Task requirements -
Exactly the lines starting at the line containing "[locate] domed shell" and ending at the line containing "[locate] brown turtle" are to be written out from the listing below, both included.

Information supplied -
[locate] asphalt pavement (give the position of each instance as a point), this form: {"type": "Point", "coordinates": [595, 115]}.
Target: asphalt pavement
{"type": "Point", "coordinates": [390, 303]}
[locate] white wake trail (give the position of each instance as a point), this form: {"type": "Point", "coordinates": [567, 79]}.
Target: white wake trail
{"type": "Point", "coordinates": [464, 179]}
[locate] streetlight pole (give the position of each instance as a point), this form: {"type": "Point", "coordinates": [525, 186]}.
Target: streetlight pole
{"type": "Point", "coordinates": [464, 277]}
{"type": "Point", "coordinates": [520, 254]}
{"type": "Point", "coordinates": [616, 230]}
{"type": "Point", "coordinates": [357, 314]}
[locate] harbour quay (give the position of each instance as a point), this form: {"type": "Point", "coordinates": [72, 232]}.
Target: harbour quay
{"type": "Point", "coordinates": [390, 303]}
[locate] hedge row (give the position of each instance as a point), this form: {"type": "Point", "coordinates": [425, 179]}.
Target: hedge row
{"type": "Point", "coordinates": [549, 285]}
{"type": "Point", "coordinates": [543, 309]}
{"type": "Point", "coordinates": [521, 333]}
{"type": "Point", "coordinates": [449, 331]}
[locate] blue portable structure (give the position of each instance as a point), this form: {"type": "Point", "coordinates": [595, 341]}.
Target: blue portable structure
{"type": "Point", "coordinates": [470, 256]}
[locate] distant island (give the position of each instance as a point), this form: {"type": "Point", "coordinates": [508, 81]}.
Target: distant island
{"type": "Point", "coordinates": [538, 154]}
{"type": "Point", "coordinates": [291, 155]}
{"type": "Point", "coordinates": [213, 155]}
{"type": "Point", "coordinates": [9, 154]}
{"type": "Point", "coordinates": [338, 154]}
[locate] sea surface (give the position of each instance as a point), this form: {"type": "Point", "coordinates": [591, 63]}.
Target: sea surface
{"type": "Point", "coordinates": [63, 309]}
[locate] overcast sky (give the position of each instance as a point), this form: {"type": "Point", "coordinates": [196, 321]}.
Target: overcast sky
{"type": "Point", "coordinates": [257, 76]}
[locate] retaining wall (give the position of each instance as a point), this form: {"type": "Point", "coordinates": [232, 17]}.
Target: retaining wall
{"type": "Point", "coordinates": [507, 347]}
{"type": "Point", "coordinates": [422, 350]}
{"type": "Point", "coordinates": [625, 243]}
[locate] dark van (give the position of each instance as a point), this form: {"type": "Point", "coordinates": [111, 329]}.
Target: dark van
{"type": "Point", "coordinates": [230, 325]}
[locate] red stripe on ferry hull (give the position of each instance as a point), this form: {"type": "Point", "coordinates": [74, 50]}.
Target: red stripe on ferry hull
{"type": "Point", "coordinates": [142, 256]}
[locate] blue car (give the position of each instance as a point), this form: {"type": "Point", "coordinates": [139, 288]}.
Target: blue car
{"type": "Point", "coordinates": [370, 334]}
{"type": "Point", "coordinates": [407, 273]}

...

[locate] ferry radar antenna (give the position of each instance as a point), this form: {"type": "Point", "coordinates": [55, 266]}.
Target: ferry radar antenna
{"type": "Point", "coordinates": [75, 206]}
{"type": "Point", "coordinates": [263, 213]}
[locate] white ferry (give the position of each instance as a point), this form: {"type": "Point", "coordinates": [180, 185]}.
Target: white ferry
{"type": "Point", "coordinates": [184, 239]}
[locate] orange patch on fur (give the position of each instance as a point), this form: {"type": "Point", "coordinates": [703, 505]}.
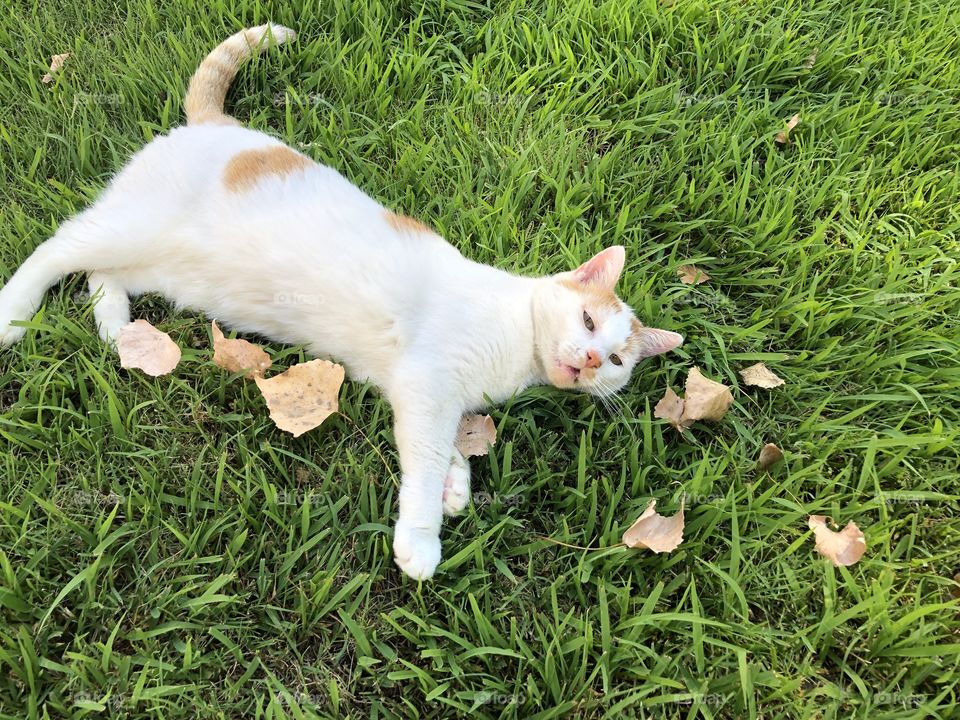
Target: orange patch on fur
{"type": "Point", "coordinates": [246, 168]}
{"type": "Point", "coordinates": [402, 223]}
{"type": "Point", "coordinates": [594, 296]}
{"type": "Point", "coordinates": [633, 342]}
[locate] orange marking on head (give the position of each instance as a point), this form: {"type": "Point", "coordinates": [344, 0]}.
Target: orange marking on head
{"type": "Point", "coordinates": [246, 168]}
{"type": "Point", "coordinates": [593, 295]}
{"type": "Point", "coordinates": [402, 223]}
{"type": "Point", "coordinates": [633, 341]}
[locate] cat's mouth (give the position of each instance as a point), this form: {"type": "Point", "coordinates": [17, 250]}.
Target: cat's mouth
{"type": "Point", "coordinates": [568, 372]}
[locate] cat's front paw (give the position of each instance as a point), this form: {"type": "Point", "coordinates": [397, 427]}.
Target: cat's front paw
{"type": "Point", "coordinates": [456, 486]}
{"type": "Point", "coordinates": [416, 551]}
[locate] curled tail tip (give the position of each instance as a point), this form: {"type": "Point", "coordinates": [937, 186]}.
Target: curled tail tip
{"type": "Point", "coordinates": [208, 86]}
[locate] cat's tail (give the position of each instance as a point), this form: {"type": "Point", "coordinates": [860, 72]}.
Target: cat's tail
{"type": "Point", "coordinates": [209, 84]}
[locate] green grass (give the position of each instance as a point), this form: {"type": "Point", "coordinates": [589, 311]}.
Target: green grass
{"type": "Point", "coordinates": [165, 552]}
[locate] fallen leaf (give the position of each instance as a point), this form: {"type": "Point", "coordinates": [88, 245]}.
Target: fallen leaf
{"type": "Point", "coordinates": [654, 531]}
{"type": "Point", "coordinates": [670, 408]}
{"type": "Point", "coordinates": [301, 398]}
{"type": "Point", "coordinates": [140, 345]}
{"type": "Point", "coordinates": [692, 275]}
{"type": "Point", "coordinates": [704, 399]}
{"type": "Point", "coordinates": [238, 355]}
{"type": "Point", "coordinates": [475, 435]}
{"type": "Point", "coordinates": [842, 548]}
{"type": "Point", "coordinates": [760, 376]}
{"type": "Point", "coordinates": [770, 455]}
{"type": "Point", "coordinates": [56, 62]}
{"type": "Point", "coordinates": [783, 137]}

==

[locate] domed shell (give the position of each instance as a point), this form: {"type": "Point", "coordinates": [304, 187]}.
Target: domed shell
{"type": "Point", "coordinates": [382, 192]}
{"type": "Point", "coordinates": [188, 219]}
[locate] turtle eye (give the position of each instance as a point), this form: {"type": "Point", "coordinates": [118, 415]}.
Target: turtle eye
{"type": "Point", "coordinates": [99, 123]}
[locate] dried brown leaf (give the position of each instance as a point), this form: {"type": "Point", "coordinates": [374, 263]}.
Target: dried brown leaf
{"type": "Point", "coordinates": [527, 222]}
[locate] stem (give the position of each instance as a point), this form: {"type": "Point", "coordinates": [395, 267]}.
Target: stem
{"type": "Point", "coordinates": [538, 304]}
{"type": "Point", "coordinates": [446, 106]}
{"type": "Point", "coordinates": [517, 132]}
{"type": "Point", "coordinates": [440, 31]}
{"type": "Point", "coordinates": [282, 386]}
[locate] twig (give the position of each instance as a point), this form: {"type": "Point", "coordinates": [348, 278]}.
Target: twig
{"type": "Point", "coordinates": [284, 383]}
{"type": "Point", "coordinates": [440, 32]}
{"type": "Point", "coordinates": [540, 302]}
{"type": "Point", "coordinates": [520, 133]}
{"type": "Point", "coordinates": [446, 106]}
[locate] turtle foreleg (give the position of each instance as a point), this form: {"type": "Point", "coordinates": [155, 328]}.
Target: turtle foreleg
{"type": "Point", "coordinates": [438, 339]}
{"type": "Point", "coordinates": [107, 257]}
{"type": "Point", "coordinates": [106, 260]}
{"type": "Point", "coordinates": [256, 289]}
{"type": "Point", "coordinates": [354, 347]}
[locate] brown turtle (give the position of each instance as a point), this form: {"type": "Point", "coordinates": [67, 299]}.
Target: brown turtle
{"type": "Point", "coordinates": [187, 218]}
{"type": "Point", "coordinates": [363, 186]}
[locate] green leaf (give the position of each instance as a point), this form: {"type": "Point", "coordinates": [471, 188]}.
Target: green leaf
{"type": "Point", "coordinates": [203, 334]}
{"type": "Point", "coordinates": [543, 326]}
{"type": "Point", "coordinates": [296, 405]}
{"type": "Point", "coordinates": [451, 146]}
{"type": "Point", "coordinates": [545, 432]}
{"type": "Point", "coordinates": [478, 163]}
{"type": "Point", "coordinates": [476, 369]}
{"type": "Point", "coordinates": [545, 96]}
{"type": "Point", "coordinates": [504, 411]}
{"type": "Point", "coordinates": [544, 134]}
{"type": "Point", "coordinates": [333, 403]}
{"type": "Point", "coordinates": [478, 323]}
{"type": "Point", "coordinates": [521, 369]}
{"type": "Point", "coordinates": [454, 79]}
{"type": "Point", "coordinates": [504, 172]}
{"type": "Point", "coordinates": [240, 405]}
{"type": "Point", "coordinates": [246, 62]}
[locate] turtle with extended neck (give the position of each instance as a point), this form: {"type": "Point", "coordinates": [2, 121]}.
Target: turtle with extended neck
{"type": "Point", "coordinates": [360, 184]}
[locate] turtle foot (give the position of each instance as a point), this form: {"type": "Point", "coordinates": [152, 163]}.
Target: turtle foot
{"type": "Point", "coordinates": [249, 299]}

Exercise answer -
[locate] domed shell (give the position of each instance as a point), this form: {"type": "Point", "coordinates": [304, 187]}.
Target: domed shell
{"type": "Point", "coordinates": [382, 192]}
{"type": "Point", "coordinates": [188, 219]}
[locate] turtle eye (give the position of each instance as a point), this form: {"type": "Point", "coordinates": [118, 415]}.
Target: turtle eye
{"type": "Point", "coordinates": [99, 123]}
[locate] dried brown leaf (give the position of each instance as a point), this form: {"type": "Point", "coordinates": [374, 263]}.
Target: dried brown leaf
{"type": "Point", "coordinates": [527, 222]}
[locate] stem (give the position of each instance as a point), this form: {"type": "Point", "coordinates": [395, 267]}.
Target: stem
{"type": "Point", "coordinates": [538, 304]}
{"type": "Point", "coordinates": [446, 106]}
{"type": "Point", "coordinates": [517, 132]}
{"type": "Point", "coordinates": [440, 31]}
{"type": "Point", "coordinates": [282, 386]}
[locate] twig (give the position of each instance as a point), this form: {"type": "Point", "coordinates": [348, 278]}.
Target: twig
{"type": "Point", "coordinates": [284, 383]}
{"type": "Point", "coordinates": [440, 32]}
{"type": "Point", "coordinates": [540, 302]}
{"type": "Point", "coordinates": [520, 133]}
{"type": "Point", "coordinates": [446, 106]}
[locate] turtle foreleg (give the position of each instance as a point), this form: {"type": "Point", "coordinates": [155, 328]}.
Target: turtle foreleg
{"type": "Point", "coordinates": [438, 339]}
{"type": "Point", "coordinates": [107, 257]}
{"type": "Point", "coordinates": [106, 260]}
{"type": "Point", "coordinates": [256, 289]}
{"type": "Point", "coordinates": [354, 347]}
[locate] brown turtle (give the position of each instance as a point), this form: {"type": "Point", "coordinates": [67, 299]}.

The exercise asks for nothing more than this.